▶ Supplied text:
--- start ---

# elastomeric patching compounds



## I paint paint (May 4, 2014)

Is anyone else using Elastomeric Patching Compounds on interior repaints?

I am increasingly becoming intolerant of mixing hot mud on site, the dust, the sanding, the dust, the repeating for second/third pass. And the areas I am patching are usually damaged from water. The interior/exterior EPCs should handle future moisture better in baths, kitchens, basements, exterior walls, windows.

EPCs seem very versatile. They are available in brush grade, gun grade, knife grade. Smooth or textured. What was once a product designed primarily for exterior stucco repairs is now specced for wood, wallboard, and most all types of masonry.

I read on PT people often wipe some caulk in place of putty for nail holes/gauges even though caulk is meant for seams. Well EPCs have all the properties of caulk but meant for non seam repairs.

In what situations do you guys/gals use EPCs?

(I will list some of the actual products I am talking about in my next post.)


----------



## I paint paint (May 4, 2014)

Tower Sealants offers the full assortment. (Did they take over from Moorlastic? Moorlastic caulks, elastomerics are gone, right?)

Dap offers two Elastopatches.

Reddevil offers EPC.

SW has been pushing Powerhouse in tintable 1s and 5s.

Hope other members will add to this list.


----------



## MikeCalifornia (Aug 26, 2012)

I don't know how you would consider these for interior? They are not sandable, so what good would they be. If you don't like hot mud, try MH Ready patch. My go to product for filling drywall holes that are too big for standard non-shrink patch.


----------



## Damon T (Nov 22, 2008)

Agreed. Can't sand EPC.


----------



## I paint paint (May 4, 2014)

MikeCalifornia said:


> I don't know how you would consider these for interior? They are not sandable, so what good would they be. If you don't like hot mud, try MH Ready patch. My go to product for filling drywall holes that are too big for standard non-shrink patch.


A whole lot of us are already using these types of products on interiors, only the EPCs that are most common are packaged as "primers" and "caulks."

For instance, apply Peel Stop Triple Thick at 30 mils wet and then feather out a brush grade EPC. The difference is a slight matter of degree, not kind.

And then look closely at that "next gen" tube of caulk you just applied. It increasingly turns out to be an elastomeric sealant sold in cartridge form.


----------



## I paint paint (May 4, 2014)

MikeCalifornia said:


> I don't know how you would consider these for interior? They are not sandable, so what good would they be. If you don't like hot mud, try MH Ready patch. My go to product for filling drywall holes that are too big for standard non-shrink patch.


I use EZ Sand 20 all the time for my first application on deep fills. But once it dries, a second pass of something goes on over it right? And I am usually repairing an area where recurring cracks and/or high moisture are problems.

EPCs by nature excel in these two areas.


----------



## I paint paint (May 4, 2014)

Damon T said:


> Agreed. Can't sand EPC.


Yeah, but you apply caulk all the time. And you can't sand that. But you have found a way, by practicing, to smooth a caulk line out flush, and wipe off excess.

So too EPCs. They can be troweled, knifed, rolled, brushed, sponged and fingered smooth.

Plus, we are constantly challenged after making a repair and sanding it dead flat, to somehow now go back and add texture to make the repair blend in!

--- end ---

(Data items)
--- start ---

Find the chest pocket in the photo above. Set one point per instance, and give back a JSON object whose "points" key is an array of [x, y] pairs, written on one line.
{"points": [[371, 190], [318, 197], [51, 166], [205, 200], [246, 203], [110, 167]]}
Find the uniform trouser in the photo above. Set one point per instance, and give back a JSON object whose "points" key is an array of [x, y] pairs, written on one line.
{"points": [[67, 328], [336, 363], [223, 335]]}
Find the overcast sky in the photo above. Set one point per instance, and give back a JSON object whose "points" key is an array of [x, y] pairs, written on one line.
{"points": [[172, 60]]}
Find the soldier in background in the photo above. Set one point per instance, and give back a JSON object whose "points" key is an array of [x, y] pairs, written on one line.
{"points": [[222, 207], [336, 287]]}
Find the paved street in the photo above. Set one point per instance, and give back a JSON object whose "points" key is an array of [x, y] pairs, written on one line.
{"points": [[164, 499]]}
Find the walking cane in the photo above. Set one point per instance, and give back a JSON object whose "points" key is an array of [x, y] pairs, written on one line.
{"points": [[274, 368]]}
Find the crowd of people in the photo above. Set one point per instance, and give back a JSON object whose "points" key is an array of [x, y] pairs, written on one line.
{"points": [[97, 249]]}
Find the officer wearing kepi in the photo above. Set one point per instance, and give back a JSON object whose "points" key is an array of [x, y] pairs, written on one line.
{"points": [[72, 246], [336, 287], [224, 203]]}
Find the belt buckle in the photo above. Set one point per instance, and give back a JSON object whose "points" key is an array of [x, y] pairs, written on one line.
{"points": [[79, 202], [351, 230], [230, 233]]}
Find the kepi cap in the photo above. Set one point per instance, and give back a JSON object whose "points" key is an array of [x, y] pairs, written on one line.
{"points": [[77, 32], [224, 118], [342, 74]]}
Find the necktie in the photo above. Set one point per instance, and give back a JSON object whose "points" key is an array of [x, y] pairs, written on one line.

--- end ---

▶ Problems:
1. In the forum thread on elastomeric patching compounds, which product does MikeCalifornia recommend to someone who dislikes hot mud?
2. Copy the elastomeric patching compound thread between "For instance, apply" and "in cartridge form.", inclusive, substituting "canister" for "cartridge".
3. Extend the forum thread on elastomeric patching compounds beyond its final post.

▶ The replies:
1. MH Ready patch.

2.
For instance, apply Peel Stop Triple Thick at 30 mils wet and then feather out a brush grade EPC. The difference is a slight matter of degree, not kind.

And then look closely at that "next gen" tube of caulk you just applied. It increasingly turns out to be an elastomeric sealant sold in canister form.

3.
How do you replicate 9 layers of heavy stippled paint on top of that pristine patch? EPCs can build that right up.


----------



## readytoofire (Mar 13, 2015)

Elastomeric is best for old wood.You can pretty much restore the lumber.


----------



## I paint paint (May 4, 2014)

readytoofire said:


> Elastomeric is best for old wood.You can pretty much restore the lumber.


Yeah, I have used it on things like old window sills/trim. Find it much easier to work with/it's qualities more forgiving than say, two part epoxy patch.

I also like that it is compatible with glass, metal, brick, concrete, plaster, gypsum board, stucco etc.

Any particular product you like over another?


----------



## I paint paint (May 4, 2014)

Hey @daArch,

I learned a lot in this recent thread of yours:

http://www.painttalk.com/f6/rotted-wood-repair-43002/

You asked in OP: "What brand of rot repair have you all found the best (easiest/quickest/longest lasting)" and people gave you a list of specialty hardeners and fillers. All of the fillers were basically rigid exterior spackles which people ended up agreeing would all fail due to expansion/contraction.

If instead you asked something along the lines of: "What is the best exterior repair patch for wood that will have the best chance of surviving freeze/thaw cycles?" Do you think anyone would have suggested a product like this?

DAP® Elastopatch® Smooth Flexible Patching Compound

http://www.dap.com/product_details.aspx?BrandID=139&SubcatID=23


----------



## daArch (Mar 15, 2008)

I paint paint said:


> Hey @daArch,
> 
> I learned a lot in this recent thread of yours:
> 
> ...


Perhaps they would have. And perhaps you shoulda been around to offer the suggestion 

But I tell ya, I've jus about given up attempting to word a question here on PT to get the best and most suitable answer. It's a crap shoot here, and I don't mean dice, I mean it's like shooting CRAP. And if you've ever done that, you know how unpredictable and messy it can get :thumbsup: :whistling2:


----------



## Boco (May 18, 2013)

Speaking of crap. There is a epc drywall mudd that's doesn't require tape. I heard one guy did 5 trac homes before he figured out it wouldn't last. lol


----------



## I paint paint (May 4, 2014)

Boco said:


> Speaking of crap. *There is a epc drywall mudd that's doesn't require tape.* I heard one guy did 5 trac homes before he figured out it wouldn't last. lol


What's it called? Have they taken it off the market yet?

I should have thought it obvious why the stuff is used to patch old construction and not tape new.


----------



## Boco (May 18, 2013)

Vario. I believe it was meant to be applied with an airless.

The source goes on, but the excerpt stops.